━━━ Data lines

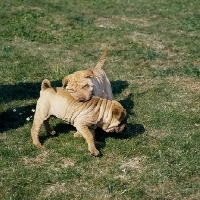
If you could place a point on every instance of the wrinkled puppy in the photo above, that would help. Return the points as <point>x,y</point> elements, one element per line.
<point>83,84</point>
<point>85,116</point>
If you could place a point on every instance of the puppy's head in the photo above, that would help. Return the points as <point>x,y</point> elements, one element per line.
<point>118,122</point>
<point>79,85</point>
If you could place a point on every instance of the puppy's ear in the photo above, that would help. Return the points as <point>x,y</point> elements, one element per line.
<point>118,111</point>
<point>88,73</point>
<point>65,81</point>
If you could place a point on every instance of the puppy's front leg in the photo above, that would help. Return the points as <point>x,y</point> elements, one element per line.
<point>88,134</point>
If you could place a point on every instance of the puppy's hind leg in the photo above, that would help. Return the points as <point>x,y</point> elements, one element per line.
<point>48,127</point>
<point>35,131</point>
<point>88,134</point>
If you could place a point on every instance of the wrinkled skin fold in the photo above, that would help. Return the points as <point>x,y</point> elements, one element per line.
<point>85,116</point>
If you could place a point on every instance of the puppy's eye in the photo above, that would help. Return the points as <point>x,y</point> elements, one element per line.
<point>86,86</point>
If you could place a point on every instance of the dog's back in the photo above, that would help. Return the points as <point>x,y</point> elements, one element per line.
<point>102,58</point>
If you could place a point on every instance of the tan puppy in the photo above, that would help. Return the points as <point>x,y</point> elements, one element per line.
<point>85,116</point>
<point>83,84</point>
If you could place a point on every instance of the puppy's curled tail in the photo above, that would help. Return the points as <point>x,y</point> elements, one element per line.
<point>102,58</point>
<point>45,84</point>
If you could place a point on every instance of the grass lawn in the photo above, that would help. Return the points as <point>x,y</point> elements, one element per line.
<point>153,64</point>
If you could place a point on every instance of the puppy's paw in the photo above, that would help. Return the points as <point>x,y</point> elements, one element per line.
<point>39,146</point>
<point>77,134</point>
<point>53,132</point>
<point>95,152</point>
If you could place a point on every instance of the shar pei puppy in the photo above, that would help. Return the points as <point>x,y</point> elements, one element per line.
<point>82,85</point>
<point>85,116</point>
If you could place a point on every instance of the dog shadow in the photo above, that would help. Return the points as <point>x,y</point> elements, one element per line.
<point>118,86</point>
<point>16,117</point>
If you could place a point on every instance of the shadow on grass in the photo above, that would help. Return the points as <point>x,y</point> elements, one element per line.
<point>59,128</point>
<point>22,91</point>
<point>118,86</point>
<point>16,117</point>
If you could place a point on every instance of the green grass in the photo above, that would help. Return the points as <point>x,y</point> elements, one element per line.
<point>153,55</point>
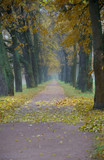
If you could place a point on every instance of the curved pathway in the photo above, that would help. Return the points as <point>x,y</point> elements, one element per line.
<point>44,141</point>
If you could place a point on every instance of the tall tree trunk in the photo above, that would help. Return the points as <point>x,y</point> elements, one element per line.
<point>6,75</point>
<point>16,63</point>
<point>66,67</point>
<point>98,54</point>
<point>23,38</point>
<point>73,69</point>
<point>83,76</point>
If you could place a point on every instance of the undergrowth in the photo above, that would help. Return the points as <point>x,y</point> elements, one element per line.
<point>9,104</point>
<point>93,119</point>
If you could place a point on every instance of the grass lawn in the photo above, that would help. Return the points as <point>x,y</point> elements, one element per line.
<point>93,119</point>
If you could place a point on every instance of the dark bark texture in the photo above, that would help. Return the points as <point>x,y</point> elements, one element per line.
<point>98,54</point>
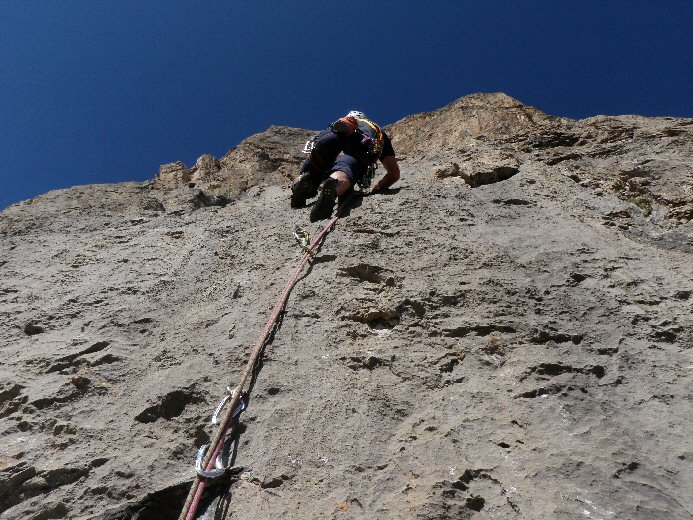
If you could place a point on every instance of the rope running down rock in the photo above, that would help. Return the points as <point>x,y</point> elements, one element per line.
<point>216,444</point>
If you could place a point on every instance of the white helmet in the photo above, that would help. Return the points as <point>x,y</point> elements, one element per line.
<point>357,114</point>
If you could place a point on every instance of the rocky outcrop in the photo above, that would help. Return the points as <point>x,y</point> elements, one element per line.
<point>502,335</point>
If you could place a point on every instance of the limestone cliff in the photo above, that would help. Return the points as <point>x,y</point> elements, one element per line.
<point>504,334</point>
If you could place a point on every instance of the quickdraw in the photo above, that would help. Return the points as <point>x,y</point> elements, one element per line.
<point>303,239</point>
<point>222,462</point>
<point>213,460</point>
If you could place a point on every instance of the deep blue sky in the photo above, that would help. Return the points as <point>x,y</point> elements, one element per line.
<point>106,91</point>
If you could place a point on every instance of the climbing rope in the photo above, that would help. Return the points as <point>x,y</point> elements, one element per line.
<point>210,459</point>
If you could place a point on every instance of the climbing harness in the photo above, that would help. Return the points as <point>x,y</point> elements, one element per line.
<point>310,144</point>
<point>367,179</point>
<point>214,459</point>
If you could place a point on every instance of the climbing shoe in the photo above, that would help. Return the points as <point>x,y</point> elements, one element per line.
<point>325,204</point>
<point>303,188</point>
<point>345,126</point>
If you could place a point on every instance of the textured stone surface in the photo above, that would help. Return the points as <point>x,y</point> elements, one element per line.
<point>504,335</point>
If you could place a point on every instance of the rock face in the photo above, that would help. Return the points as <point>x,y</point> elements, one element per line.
<point>503,335</point>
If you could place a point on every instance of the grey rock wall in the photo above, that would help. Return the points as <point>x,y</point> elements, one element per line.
<point>505,334</point>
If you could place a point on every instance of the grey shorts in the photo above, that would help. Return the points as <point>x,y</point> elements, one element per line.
<point>354,169</point>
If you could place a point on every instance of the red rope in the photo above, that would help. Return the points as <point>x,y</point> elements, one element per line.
<point>198,486</point>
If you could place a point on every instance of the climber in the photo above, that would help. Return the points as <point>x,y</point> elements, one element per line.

━━━━━━

[Aim of the exercise]:
Starting with the line that contains "of the textured", return each line through the last one of the data above, exactly as written and nothing more.

[Solution to this problem]:
If you could place a point on every instance of the textured stone surface in the photo above, that would help. Return the points as <point>x,y</point> elements, one element per line.
<point>504,335</point>
If you could place a point on every instance of the rock face in the photo above, that would help. Return the points as <point>x,y</point> elements, one element per line.
<point>503,335</point>
If you could place a point on every instance of the grey rock wall in the photo above, that would help. Return the points as <point>x,y</point> elements, one element per line.
<point>505,334</point>
If you could place a point on every instance of the grey shorts in the photo above, that would help. Return the points as <point>x,y</point> elements, one element per line.
<point>354,169</point>
If you could place a point on every instance of the red rope in the photo above, that would help. Return the points as <point>x,y</point> elements, one element per line.
<point>198,486</point>
If you could place a point on every instance of the climber in the photo above, that would help. Return the points as <point>x,y</point> elements, one element per line.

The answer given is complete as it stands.